→ Цель задания
Повторите дословно записи ниже: от строки, содержащей «In the picture below, where can the concrete», до самого конца записей, включая обе границы.

→ Записи с данными

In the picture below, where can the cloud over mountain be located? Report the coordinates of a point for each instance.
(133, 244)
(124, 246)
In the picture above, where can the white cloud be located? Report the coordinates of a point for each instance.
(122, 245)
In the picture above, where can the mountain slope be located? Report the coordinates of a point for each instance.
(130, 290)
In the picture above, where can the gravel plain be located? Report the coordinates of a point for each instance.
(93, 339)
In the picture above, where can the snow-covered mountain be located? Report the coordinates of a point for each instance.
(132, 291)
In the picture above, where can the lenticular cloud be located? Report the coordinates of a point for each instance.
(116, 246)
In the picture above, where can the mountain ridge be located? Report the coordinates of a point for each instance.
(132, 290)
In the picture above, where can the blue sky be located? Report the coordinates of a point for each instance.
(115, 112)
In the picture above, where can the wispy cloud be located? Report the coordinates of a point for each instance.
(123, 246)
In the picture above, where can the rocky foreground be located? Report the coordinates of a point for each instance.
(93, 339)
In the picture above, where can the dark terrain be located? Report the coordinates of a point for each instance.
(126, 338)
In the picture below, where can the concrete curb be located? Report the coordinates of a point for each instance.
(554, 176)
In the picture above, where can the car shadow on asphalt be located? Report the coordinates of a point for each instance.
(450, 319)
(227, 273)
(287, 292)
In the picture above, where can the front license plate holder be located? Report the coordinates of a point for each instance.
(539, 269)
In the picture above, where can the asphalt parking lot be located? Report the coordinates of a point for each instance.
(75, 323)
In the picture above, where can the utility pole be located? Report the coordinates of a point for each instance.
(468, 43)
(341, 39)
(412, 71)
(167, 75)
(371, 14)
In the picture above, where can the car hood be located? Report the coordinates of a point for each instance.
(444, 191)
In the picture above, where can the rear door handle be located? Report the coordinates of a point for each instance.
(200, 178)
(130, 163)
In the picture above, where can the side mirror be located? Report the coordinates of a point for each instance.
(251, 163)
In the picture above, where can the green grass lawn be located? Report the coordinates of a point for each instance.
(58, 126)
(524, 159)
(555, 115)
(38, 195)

→ Ответ к упражнению
In the picture below, where can the concrete curb be located? Report the coordinates of a point for each instance.
(554, 176)
In the picture above, where can the car shadow on asphalt be located? Report the coordinates of a point for each instance.
(450, 319)
(227, 273)
(287, 292)
In the picture above, where can the front license plate holder be located? Report the coordinates of a point for each instance.
(539, 269)
In the picture above, where can the asphalt parking lot be located? Report the coordinates of a point for each instance.
(75, 323)
In the picture above, where can the utility pole be located? Report the coordinates of a point for each instance.
(468, 43)
(341, 39)
(412, 71)
(167, 75)
(371, 14)
In the picture above, where can the car hood be located? Report the coordinates of a point for each instance.
(444, 191)
In the picture above, where can the rear door handle be located? Report the coordinates of a point for each instance.
(200, 178)
(130, 163)
In the picture above, where can the side mirror be located? Report the coordinates of a point for each instance.
(251, 163)
In the picture above, where can the green grass lawn be located? Report the coordinates of a point for each instance.
(58, 126)
(524, 159)
(555, 115)
(38, 195)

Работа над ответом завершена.